--- What is expected ---
Copy the entries below in full, keeping them exactly as they are.

--- Information ---
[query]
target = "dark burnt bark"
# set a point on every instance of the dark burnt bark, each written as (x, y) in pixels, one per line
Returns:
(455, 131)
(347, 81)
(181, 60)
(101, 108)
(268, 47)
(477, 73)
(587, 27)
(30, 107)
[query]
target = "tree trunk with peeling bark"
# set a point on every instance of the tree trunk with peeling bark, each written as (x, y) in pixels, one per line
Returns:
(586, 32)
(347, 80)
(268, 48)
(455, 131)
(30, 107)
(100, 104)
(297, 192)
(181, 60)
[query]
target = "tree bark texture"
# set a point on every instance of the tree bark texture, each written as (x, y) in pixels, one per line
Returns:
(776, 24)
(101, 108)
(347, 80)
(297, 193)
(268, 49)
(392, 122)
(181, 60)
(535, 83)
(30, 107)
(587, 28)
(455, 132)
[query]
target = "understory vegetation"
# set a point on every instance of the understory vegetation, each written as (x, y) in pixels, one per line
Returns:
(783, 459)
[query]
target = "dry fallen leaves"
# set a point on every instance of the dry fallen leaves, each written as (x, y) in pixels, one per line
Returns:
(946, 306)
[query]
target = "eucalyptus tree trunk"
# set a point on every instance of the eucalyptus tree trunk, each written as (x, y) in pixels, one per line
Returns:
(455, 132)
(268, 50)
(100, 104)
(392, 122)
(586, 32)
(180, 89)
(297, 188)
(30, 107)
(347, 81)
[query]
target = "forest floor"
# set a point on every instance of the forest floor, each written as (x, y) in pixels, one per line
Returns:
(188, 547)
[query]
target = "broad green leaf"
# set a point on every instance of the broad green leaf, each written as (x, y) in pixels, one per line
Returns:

--- Task output ---
[query]
target = "dark burnt bark"
# set a point on every instance of the dark burnt bark, each written as (x, y) in pixels, one per line
Returns:
(455, 131)
(347, 81)
(181, 60)
(101, 108)
(268, 47)
(477, 73)
(587, 27)
(30, 107)
[query]
target = "tree trunk with peeling bark"
# set a point on every instance of the tree trunk with peeling bark, each written as (x, y) in pixels, one per line
Returns:
(586, 32)
(347, 80)
(268, 48)
(455, 131)
(30, 107)
(100, 104)
(297, 192)
(181, 60)
[query]
target = "tree bark texture"
# set a point on every instance of the tree bark texture, each written as (x, y) in pixels, one per line
Returns:
(776, 24)
(101, 108)
(347, 80)
(297, 193)
(268, 49)
(392, 122)
(181, 60)
(535, 83)
(30, 107)
(587, 28)
(455, 132)
[query]
target = "understory vegetation"
# set a point on every instance of the understory vegetation, each written as (x, y) in pixels, one per line
Returns:
(783, 459)
[query]
target = "dry fallen leaves"
# set a point on every instance of the dry fallen leaves, each written as (x, y) in pixels, one per line
Returns:
(946, 306)
[query]
target = "eucalyptus tree trunk"
# set a point on every instance of the eucalyptus tree trunk, each written as (x, y) in pixels, one per line
Returns:
(455, 132)
(268, 50)
(100, 104)
(392, 122)
(586, 32)
(180, 89)
(297, 188)
(30, 107)
(347, 81)
[query]
target = "forest floor"
# set a point on every instance of the forest floor, each written as (x, y) in pixels, one per line
Returns:
(188, 547)
[query]
target = "broad green leaf"
# set a point on every instance of the broad green leaf, each written as (x, y) in pixels, one per line
Returns:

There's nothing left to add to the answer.